**Work instructions**: Pull out the rows below word for word, starting at the line that contains "Quality check round. The original labels for black" and ending with the last line of the rows. Include both the first and the last line.

Saved entries:
============================================================

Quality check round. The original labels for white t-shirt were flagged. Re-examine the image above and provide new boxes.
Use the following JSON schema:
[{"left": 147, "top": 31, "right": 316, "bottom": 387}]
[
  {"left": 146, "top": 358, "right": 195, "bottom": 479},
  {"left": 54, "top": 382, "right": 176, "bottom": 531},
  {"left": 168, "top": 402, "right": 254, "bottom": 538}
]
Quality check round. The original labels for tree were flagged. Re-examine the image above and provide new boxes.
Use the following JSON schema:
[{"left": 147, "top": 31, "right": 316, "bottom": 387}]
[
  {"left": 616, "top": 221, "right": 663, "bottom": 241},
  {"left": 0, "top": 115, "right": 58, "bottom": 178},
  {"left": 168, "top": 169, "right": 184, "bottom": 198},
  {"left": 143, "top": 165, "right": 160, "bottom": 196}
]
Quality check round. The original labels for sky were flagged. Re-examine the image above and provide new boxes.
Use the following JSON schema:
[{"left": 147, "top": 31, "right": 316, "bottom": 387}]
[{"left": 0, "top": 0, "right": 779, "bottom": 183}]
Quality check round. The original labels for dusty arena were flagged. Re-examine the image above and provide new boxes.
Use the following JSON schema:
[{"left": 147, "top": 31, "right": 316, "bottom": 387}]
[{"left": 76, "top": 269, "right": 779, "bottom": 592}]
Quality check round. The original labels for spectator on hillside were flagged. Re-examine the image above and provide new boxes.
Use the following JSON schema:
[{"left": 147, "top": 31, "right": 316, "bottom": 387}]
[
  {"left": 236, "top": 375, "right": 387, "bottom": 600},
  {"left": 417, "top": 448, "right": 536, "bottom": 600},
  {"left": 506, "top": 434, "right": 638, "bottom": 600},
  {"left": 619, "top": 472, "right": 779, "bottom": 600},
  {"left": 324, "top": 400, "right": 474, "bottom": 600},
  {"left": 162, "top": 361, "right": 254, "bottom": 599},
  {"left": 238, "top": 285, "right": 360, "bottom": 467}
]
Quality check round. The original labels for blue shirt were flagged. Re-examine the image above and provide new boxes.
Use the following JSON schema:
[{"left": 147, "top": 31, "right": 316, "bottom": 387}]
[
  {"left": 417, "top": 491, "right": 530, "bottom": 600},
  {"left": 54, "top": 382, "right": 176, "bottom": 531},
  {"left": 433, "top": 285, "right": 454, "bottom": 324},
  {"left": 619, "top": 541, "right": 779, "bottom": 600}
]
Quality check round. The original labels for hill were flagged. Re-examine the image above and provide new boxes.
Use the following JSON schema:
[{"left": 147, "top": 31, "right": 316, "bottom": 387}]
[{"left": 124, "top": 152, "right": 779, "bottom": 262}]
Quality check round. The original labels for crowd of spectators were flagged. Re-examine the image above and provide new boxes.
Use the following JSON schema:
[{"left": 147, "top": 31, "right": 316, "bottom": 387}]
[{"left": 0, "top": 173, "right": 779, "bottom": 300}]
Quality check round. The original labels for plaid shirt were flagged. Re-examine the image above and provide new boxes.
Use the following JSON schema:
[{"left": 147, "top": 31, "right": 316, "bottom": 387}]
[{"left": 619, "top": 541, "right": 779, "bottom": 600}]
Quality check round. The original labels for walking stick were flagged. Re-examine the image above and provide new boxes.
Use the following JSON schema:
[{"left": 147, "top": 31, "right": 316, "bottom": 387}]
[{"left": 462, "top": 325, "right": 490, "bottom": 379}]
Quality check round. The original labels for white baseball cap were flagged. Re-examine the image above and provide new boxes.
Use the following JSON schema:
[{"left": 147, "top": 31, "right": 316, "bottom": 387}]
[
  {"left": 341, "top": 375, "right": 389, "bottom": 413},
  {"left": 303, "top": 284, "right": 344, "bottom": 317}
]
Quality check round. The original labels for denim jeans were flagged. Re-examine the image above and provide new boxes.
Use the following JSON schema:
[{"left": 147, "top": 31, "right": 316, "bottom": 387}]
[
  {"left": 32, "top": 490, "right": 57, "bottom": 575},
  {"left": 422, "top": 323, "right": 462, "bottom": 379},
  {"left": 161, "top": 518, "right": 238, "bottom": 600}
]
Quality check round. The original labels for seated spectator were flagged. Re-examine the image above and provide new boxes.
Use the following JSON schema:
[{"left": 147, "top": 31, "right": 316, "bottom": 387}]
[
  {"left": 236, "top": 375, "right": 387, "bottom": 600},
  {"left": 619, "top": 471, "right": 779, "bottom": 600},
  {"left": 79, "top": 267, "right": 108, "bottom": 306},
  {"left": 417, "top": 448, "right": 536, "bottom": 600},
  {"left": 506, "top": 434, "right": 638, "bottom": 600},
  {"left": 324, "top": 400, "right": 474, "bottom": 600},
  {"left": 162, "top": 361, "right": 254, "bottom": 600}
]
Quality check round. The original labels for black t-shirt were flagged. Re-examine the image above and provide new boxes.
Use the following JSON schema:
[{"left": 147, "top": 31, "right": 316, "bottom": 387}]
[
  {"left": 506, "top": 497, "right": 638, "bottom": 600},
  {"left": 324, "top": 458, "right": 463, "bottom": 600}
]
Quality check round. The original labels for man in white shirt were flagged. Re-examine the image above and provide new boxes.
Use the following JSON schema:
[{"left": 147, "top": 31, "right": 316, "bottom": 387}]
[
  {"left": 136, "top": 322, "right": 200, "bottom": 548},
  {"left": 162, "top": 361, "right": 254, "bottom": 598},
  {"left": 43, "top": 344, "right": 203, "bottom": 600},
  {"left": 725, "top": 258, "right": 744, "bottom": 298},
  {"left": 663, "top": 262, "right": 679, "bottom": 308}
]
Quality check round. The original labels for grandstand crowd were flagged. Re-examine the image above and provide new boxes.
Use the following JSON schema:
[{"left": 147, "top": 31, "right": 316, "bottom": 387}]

============================================================

**Result below**:
Quality check round. The original labels for black t-shirt were flagged. Re-examine the image above and provide new boxes.
Use the following JSON schema:
[{"left": 147, "top": 31, "right": 316, "bottom": 387}]
[
  {"left": 506, "top": 497, "right": 638, "bottom": 600},
  {"left": 324, "top": 458, "right": 463, "bottom": 600}
]
Quality check round. The original labels for man in white shirt were flagged. Re-examine the image above and provide new boxes.
Use the following JSON schema:
[{"left": 147, "top": 31, "right": 316, "bottom": 387}]
[
  {"left": 136, "top": 322, "right": 200, "bottom": 548},
  {"left": 162, "top": 361, "right": 254, "bottom": 598},
  {"left": 43, "top": 344, "right": 203, "bottom": 600},
  {"left": 725, "top": 258, "right": 744, "bottom": 298},
  {"left": 663, "top": 262, "right": 679, "bottom": 308}
]
Quality check round. The original labels for grandstand crowd were flagged. Re-examine the image above and provide new boxes.
Use the following JSON schema:
[{"left": 147, "top": 31, "right": 316, "bottom": 387}]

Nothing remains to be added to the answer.